Information given:
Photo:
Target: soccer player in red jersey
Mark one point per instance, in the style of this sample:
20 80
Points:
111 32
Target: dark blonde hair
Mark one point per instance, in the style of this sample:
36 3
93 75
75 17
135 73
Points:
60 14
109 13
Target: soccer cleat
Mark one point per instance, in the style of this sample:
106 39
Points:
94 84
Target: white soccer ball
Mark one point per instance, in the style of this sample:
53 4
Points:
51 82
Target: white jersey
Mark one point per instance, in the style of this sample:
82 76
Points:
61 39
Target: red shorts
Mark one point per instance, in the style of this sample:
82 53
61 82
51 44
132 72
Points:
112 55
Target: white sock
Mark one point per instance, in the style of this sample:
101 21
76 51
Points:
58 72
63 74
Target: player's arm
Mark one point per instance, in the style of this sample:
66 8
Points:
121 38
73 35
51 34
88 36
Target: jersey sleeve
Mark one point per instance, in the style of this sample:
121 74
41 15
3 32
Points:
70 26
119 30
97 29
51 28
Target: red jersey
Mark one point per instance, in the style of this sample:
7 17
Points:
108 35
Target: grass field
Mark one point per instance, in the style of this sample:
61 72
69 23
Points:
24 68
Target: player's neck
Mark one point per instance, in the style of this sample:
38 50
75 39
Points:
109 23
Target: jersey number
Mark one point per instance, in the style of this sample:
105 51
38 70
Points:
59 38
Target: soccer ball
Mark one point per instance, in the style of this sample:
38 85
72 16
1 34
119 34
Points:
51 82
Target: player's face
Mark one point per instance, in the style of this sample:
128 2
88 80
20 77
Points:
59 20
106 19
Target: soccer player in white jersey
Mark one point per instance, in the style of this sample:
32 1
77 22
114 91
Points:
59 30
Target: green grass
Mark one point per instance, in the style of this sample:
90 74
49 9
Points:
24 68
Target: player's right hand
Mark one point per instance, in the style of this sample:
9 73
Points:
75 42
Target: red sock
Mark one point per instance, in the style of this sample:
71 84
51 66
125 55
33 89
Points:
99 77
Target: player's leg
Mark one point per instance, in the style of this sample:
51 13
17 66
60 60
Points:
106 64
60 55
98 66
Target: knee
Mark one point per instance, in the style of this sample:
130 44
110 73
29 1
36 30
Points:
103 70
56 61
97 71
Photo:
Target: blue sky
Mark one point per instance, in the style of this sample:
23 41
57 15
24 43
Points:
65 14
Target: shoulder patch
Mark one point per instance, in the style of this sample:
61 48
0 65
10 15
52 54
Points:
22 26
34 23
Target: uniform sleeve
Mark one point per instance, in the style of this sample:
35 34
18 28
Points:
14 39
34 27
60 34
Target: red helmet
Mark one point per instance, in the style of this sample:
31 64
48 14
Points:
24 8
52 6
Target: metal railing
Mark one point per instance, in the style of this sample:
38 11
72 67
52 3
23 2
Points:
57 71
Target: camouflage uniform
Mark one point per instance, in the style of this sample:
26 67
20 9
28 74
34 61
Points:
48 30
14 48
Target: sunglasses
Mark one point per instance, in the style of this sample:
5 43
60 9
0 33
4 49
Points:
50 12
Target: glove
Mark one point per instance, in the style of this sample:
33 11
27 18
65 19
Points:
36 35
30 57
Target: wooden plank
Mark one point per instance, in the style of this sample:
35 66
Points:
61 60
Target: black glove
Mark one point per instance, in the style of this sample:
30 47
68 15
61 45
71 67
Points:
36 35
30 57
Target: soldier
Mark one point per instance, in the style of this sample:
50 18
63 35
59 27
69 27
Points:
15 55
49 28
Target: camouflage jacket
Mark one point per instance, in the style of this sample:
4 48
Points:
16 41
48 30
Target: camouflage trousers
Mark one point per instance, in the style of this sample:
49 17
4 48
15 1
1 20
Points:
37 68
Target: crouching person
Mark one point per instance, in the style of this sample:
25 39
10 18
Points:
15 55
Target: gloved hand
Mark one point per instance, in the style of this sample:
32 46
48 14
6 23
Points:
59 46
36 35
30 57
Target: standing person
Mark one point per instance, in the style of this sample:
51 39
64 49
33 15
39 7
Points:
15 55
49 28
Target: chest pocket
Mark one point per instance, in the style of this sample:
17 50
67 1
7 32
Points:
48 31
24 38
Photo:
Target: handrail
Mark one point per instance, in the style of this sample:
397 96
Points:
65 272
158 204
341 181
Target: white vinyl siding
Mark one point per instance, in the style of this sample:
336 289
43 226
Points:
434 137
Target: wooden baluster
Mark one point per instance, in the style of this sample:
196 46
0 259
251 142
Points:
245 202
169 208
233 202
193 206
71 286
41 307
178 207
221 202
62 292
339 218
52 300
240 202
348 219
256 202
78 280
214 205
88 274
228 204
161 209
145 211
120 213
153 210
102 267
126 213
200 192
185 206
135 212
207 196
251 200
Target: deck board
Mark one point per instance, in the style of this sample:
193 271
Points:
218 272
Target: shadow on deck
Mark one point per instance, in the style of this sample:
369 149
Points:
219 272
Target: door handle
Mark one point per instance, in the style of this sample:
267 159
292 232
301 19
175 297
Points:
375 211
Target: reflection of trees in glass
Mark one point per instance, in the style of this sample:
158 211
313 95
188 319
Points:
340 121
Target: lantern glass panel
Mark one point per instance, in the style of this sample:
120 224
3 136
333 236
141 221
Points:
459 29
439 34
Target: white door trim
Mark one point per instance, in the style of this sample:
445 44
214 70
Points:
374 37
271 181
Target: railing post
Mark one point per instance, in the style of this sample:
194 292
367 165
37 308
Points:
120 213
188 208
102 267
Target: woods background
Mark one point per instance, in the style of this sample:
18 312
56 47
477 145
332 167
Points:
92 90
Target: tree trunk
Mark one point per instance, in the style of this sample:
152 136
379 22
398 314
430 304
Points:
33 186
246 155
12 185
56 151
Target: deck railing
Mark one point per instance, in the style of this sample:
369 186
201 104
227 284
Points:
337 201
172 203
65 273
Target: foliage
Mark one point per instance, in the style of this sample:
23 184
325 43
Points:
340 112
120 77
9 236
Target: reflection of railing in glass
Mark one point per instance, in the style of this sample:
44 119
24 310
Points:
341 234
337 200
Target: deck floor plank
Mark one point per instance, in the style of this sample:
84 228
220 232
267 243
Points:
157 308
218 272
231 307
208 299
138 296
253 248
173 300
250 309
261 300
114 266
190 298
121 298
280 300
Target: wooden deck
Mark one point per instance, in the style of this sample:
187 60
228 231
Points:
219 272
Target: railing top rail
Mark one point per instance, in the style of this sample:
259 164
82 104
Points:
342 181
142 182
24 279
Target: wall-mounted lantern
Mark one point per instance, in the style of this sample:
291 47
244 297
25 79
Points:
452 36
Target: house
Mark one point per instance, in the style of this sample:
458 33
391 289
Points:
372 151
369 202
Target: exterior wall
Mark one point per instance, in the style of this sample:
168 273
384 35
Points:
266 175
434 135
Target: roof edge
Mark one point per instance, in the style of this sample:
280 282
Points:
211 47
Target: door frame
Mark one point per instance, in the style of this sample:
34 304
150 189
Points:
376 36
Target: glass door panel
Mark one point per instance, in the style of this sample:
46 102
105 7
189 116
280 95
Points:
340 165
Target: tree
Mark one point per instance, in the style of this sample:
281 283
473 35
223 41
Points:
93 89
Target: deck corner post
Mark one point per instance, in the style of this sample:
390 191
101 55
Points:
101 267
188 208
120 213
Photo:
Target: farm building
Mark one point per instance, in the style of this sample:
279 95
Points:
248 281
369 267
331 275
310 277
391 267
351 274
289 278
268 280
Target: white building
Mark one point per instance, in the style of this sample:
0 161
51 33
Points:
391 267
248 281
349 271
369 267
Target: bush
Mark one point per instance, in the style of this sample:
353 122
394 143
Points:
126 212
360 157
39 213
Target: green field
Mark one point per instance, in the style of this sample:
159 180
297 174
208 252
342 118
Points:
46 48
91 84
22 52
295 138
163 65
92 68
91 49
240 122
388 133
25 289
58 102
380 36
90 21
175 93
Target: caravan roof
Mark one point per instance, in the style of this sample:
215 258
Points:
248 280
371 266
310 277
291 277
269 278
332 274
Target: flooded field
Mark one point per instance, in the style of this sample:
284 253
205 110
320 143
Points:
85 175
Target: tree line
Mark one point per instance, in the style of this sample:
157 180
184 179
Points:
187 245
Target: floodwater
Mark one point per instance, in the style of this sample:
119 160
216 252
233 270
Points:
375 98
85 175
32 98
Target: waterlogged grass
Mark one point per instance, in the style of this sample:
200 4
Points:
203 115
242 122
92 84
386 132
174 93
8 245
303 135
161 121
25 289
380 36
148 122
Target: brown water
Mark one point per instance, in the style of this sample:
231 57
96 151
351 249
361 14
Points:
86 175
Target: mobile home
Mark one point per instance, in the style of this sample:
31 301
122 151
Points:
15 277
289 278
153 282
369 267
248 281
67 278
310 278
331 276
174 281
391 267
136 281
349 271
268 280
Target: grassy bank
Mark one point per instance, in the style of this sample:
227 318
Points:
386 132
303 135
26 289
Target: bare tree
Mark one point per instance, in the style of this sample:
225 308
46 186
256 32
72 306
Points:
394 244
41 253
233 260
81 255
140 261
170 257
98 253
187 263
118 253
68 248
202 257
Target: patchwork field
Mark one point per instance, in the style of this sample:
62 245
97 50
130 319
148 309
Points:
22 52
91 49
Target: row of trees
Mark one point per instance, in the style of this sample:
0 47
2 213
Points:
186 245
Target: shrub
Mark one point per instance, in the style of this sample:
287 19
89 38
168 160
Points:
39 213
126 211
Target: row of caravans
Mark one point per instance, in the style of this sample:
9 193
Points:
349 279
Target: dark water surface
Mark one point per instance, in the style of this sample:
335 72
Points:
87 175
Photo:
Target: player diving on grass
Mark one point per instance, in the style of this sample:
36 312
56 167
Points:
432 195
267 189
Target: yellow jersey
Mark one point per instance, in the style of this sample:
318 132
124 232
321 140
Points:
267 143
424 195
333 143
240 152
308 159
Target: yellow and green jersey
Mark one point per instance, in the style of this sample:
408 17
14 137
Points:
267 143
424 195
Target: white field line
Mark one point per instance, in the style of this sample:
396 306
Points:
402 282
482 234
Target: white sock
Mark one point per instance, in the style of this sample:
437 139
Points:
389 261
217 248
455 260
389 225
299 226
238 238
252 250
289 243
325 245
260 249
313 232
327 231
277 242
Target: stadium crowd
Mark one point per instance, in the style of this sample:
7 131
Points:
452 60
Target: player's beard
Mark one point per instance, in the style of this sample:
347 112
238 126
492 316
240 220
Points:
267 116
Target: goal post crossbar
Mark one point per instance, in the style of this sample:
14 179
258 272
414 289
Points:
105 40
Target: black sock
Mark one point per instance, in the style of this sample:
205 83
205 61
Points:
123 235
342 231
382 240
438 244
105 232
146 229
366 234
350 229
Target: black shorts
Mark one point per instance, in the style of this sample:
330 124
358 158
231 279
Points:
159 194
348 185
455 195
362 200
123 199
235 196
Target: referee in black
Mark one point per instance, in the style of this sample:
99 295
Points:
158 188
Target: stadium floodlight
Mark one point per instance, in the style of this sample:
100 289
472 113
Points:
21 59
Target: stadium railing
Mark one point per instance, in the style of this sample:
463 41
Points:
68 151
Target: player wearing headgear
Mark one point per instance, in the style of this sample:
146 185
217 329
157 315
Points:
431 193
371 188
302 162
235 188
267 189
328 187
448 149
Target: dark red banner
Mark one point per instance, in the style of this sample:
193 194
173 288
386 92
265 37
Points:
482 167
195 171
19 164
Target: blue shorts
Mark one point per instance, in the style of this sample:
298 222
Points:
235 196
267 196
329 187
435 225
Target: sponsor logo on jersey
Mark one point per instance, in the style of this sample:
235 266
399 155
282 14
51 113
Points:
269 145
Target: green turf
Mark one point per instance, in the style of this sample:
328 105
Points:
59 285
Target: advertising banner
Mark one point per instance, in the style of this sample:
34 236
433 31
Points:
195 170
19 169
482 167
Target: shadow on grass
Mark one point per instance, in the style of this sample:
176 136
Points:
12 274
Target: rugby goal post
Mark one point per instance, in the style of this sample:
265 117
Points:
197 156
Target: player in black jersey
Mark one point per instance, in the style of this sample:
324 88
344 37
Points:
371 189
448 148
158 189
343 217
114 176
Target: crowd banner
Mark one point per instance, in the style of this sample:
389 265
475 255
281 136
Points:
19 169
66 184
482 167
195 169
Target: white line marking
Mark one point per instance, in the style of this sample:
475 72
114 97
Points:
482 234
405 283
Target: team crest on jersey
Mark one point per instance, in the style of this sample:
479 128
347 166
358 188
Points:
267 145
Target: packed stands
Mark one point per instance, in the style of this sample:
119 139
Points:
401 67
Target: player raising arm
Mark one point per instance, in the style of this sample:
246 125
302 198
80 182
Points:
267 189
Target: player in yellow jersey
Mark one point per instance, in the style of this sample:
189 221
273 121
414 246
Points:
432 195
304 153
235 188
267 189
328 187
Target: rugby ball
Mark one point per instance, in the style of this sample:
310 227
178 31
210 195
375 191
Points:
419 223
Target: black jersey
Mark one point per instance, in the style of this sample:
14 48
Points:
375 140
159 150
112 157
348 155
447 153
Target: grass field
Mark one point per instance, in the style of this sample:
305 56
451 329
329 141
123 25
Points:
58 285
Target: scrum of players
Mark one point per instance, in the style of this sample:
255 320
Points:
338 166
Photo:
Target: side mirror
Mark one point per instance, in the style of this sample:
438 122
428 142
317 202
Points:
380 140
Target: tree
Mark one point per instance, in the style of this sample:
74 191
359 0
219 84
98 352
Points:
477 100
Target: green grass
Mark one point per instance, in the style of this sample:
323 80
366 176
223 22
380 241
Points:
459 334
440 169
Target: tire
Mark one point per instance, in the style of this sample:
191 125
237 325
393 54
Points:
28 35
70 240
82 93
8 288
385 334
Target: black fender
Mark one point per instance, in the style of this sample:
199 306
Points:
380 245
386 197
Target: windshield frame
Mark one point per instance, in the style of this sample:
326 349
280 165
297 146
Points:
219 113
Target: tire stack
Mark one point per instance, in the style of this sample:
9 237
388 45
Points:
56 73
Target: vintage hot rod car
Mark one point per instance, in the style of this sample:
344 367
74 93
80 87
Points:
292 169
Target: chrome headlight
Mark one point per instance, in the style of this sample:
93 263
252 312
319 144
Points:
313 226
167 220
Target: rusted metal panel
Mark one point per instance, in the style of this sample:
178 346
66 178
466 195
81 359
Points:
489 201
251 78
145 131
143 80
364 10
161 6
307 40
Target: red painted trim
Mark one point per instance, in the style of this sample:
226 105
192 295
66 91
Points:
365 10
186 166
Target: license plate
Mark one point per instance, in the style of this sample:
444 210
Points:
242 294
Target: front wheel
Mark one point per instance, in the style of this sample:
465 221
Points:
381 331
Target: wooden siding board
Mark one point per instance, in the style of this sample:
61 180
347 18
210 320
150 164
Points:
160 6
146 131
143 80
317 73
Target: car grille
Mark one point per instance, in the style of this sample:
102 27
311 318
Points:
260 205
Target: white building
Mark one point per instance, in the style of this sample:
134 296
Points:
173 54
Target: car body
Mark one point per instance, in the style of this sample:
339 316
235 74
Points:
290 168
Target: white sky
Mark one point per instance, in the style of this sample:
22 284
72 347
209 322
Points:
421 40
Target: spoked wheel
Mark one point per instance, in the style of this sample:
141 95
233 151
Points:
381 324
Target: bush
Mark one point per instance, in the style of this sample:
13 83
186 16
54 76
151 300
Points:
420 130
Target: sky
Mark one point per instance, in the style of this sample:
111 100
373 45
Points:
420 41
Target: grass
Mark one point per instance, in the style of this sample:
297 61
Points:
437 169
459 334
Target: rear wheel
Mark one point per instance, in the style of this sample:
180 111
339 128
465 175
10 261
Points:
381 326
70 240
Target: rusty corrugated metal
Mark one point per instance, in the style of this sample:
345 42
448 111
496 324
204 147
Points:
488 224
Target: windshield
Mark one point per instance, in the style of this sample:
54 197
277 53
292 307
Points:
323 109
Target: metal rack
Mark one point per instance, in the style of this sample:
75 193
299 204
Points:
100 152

Problem to solve:
Report each line of the data that includes the string "field".

Written reply:
Target: grass field
Target: green field
Target: flooded field
Target: patchwork field
Target: white field line
Target: grass field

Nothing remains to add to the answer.